Supplied text:
--- Start ---

Skip to main content
SGLang integrates Cache-DiT, a caching acceleration engine for Diffusion Transformers (DiT), to achieve up to 1.69x inference speedup with minimal quality loss.

Overview

Cache-DiT uses intelligent caching strategies to skip redundant computation in the denoising loop:
  • DBCache (Dual Block Cache): Dynamically decides when to cache transformer blocks based on residual differences
  • TaylorSeer: Uses Taylor expansion for calibration to optimize caching decisions
  • SCM (Step Computation Masking): Step-level caching control for additional speedup

Basic Usage

Enable Cache-DiT by exporting the environment variable and using sglang generate or sglang serve :
SGLANG_CACHE_DIT_ENABLED=true \
sglang generate --model-path Qwen/Qwen-Image \
    --prompt "A beautiful sunset over the mountains"

--- End ---

Records:

--- Start ---

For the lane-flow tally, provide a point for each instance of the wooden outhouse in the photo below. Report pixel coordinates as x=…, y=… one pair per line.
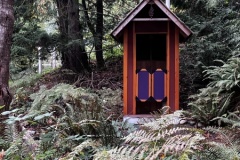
x=150, y=34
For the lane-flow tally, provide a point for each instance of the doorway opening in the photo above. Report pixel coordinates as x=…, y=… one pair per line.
x=150, y=72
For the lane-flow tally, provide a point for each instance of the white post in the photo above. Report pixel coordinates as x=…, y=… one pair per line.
x=39, y=61
x=168, y=3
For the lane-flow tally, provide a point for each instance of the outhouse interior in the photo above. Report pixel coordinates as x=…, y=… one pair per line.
x=150, y=35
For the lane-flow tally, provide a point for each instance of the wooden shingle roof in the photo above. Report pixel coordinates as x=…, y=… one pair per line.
x=184, y=30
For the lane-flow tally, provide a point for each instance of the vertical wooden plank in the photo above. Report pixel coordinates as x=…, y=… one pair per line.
x=134, y=69
x=125, y=67
x=176, y=68
x=172, y=88
x=130, y=71
x=168, y=65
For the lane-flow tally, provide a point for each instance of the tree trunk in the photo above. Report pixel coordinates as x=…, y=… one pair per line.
x=98, y=32
x=99, y=35
x=6, y=30
x=74, y=56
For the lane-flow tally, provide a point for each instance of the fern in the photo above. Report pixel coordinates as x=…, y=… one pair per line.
x=157, y=139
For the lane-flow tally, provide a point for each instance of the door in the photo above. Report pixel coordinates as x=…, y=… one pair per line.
x=150, y=72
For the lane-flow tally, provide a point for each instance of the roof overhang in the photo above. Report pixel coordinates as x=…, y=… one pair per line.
x=184, y=30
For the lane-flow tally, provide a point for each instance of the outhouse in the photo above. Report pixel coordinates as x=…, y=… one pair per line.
x=150, y=35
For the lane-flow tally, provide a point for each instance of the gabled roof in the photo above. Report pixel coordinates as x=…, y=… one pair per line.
x=184, y=30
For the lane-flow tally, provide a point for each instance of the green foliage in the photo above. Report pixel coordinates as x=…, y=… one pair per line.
x=158, y=139
x=221, y=94
x=66, y=119
x=215, y=36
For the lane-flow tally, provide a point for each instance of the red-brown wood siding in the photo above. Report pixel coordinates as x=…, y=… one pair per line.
x=130, y=70
x=172, y=66
x=125, y=66
x=149, y=26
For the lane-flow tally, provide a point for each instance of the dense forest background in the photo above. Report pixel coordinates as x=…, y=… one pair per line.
x=75, y=111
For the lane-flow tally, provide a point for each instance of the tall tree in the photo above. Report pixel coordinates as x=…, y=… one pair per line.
x=74, y=56
x=99, y=35
x=97, y=31
x=6, y=30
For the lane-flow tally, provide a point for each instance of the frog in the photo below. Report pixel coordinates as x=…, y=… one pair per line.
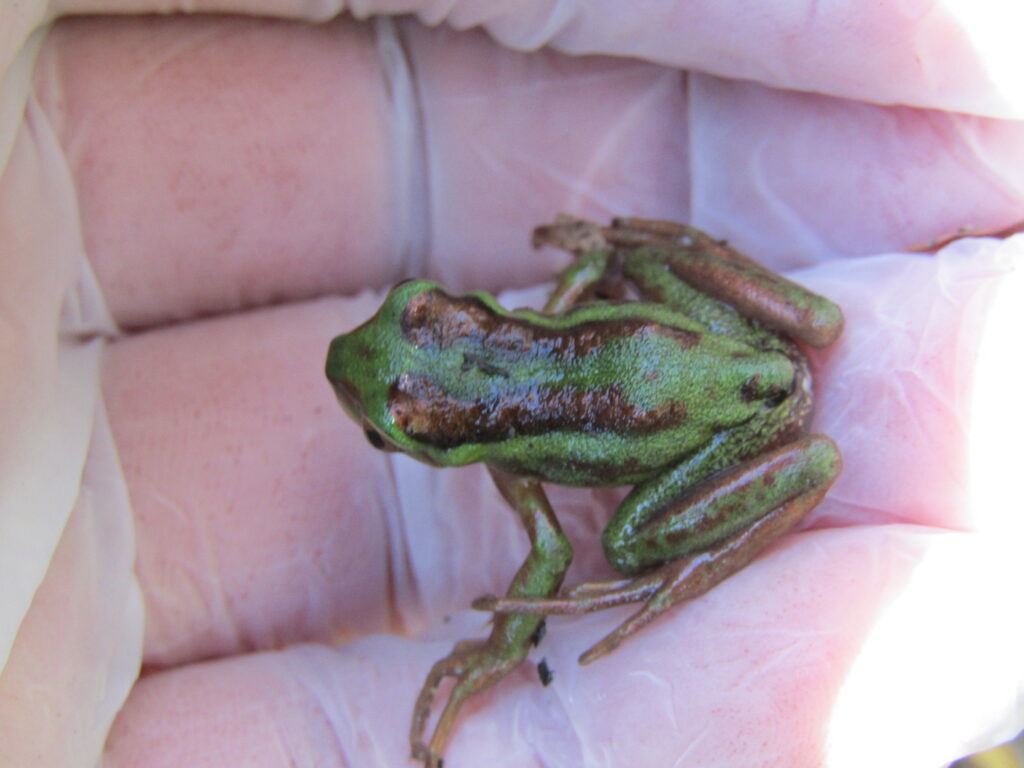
x=664, y=359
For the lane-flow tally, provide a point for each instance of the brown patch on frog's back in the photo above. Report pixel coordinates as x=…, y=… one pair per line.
x=426, y=413
x=433, y=318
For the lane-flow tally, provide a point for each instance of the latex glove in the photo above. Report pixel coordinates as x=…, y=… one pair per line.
x=220, y=165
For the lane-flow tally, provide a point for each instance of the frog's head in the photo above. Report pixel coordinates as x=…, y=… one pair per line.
x=364, y=365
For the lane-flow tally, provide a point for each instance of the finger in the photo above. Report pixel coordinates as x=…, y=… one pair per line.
x=837, y=647
x=264, y=516
x=308, y=171
x=949, y=57
x=422, y=156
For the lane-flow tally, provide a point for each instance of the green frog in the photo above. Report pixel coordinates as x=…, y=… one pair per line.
x=665, y=359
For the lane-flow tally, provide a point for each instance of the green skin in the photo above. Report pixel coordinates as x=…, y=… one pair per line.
x=690, y=394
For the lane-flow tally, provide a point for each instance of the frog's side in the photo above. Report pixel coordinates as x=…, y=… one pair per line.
x=685, y=395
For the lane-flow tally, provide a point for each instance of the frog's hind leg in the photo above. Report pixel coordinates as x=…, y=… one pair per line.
x=695, y=536
x=477, y=665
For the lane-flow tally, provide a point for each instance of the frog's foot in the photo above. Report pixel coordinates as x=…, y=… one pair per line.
x=474, y=666
x=570, y=233
x=675, y=582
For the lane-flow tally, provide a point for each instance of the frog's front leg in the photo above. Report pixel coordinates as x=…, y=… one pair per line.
x=477, y=665
x=690, y=539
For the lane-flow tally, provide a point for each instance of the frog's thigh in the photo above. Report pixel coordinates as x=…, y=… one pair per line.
x=659, y=520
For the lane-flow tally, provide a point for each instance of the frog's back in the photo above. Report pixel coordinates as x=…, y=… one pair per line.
x=603, y=394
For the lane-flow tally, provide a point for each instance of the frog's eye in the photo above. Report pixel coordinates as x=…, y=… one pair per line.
x=376, y=440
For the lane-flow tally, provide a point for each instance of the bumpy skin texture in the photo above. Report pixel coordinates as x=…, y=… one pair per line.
x=211, y=165
x=691, y=399
x=600, y=395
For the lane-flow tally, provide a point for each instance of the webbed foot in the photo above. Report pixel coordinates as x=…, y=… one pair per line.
x=679, y=580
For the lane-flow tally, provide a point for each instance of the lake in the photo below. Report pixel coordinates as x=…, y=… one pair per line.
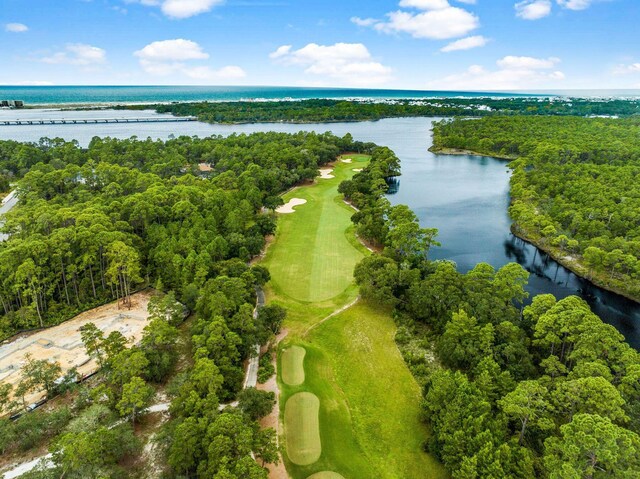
x=465, y=197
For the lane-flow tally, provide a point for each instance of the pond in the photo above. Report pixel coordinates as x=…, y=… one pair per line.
x=465, y=197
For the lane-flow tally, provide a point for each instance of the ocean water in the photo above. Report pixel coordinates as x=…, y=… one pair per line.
x=46, y=95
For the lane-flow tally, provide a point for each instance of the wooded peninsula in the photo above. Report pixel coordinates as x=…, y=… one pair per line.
x=320, y=110
x=574, y=189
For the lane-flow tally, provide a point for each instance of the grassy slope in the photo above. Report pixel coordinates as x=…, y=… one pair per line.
x=368, y=399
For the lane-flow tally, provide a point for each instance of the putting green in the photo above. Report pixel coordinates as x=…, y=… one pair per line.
x=326, y=475
x=302, y=428
x=292, y=365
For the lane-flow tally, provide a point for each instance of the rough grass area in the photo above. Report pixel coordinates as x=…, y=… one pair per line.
x=384, y=397
x=325, y=475
x=292, y=364
x=302, y=429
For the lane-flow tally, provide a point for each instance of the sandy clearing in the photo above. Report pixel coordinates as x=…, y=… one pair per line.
x=62, y=343
x=276, y=471
x=302, y=428
x=288, y=207
x=326, y=173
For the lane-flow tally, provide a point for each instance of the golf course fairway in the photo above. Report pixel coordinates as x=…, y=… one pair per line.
x=340, y=373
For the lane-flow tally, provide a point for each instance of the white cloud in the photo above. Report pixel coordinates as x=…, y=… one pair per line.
x=533, y=9
x=438, y=20
x=425, y=4
x=513, y=73
x=623, y=69
x=528, y=63
x=349, y=63
x=465, y=44
x=172, y=50
x=441, y=24
x=281, y=51
x=78, y=54
x=231, y=72
x=364, y=22
x=170, y=57
x=179, y=9
x=575, y=4
x=16, y=27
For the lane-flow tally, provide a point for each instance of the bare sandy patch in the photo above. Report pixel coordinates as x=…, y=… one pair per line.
x=326, y=173
x=63, y=344
x=276, y=471
x=288, y=207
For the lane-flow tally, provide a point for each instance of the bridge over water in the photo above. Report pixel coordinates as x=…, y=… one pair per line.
x=86, y=121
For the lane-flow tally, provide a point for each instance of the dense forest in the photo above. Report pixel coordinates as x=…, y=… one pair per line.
x=546, y=390
x=95, y=223
x=574, y=189
x=301, y=111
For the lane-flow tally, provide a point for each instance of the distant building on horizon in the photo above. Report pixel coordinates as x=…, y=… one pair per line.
x=11, y=104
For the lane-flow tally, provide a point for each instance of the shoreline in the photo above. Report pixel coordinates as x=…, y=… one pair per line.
x=457, y=151
x=576, y=267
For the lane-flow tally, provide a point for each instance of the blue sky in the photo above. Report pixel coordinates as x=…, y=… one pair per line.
x=417, y=44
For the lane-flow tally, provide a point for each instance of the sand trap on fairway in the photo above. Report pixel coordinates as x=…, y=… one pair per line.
x=302, y=428
x=326, y=475
x=326, y=173
x=292, y=363
x=288, y=207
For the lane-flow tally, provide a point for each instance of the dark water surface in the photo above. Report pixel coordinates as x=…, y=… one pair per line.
x=465, y=197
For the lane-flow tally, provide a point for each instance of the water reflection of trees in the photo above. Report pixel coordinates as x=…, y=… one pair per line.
x=394, y=185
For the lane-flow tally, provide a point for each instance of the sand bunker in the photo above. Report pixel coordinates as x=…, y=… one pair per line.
x=325, y=173
x=62, y=343
x=288, y=207
x=302, y=428
x=292, y=363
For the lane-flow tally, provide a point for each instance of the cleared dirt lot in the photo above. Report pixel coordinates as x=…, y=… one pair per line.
x=62, y=343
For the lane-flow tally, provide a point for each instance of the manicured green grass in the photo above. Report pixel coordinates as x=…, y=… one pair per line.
x=292, y=364
x=302, y=429
x=313, y=259
x=325, y=475
x=368, y=400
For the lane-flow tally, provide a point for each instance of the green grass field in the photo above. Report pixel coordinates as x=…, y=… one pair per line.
x=292, y=365
x=302, y=428
x=368, y=400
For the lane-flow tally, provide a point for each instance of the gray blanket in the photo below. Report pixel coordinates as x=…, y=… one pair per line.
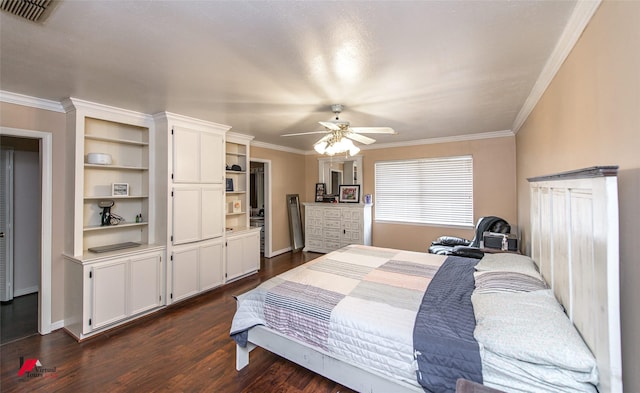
x=445, y=348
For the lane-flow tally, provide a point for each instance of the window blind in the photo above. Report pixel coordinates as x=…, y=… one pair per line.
x=425, y=191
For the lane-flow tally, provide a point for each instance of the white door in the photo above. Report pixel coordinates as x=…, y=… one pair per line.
x=235, y=257
x=211, y=153
x=6, y=225
x=251, y=251
x=184, y=273
x=186, y=155
x=186, y=214
x=212, y=212
x=145, y=284
x=109, y=293
x=211, y=265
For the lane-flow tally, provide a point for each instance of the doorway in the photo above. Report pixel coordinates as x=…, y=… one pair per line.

--- End ---

Exercise task:
Continue the SGLang Cache-DiT documentation from the point where it stops.

Response:
Diffusers Backend

Cache-DiT supports loading acceleration configs from a custom YAML file. For diffusers pipelines (diffusers backend), pass the YAML/JSON path via --cache-dit-config. This flow requires cache-dit >= 1.2.0 (cache_dit.load_configs).

Single GPU inference

Define a cache.yaml file that contains:
cache_config:
  max_warmup_steps: 8
  warmup_interval: 2
  max_cached_steps: -1
  max_continuous_cached_steps: 2
  Fn_compute_blocks: 1
  Bn_compute_blocks: 0
  residual_diff_threshold: 0.12
  enable_taylorseer: true
  taylorseer_order: 1
Then apply the config with:
sglang generate \
  --backend diffusers \
  --model-path Qwen/Qwen-Image \
  --cache-dit-config cache.yaml \
  --prompt "A beautiful sunset over the mountains"

Distributed inference

  • 1D Parallelism
Define a parallelism only config yaml parallel.yaml file that contains:
parallelism_config:
  ulysses_size: auto
  parallel_kwargs:
    attention_backend: native
    extra_parallel_modules: ["text_encoder", "vae"]
Then, apply the distributed inference acceleration config from yaml. ulysses_size: auto means that cache-dit will auto detect the world_size as the ulysses_size. Otherwise, you should manually set it as specific int number, e.g, 4. Then apply the distributed config with: (Note: please add --num-gpus N to specify the number of gpus for distributed inference)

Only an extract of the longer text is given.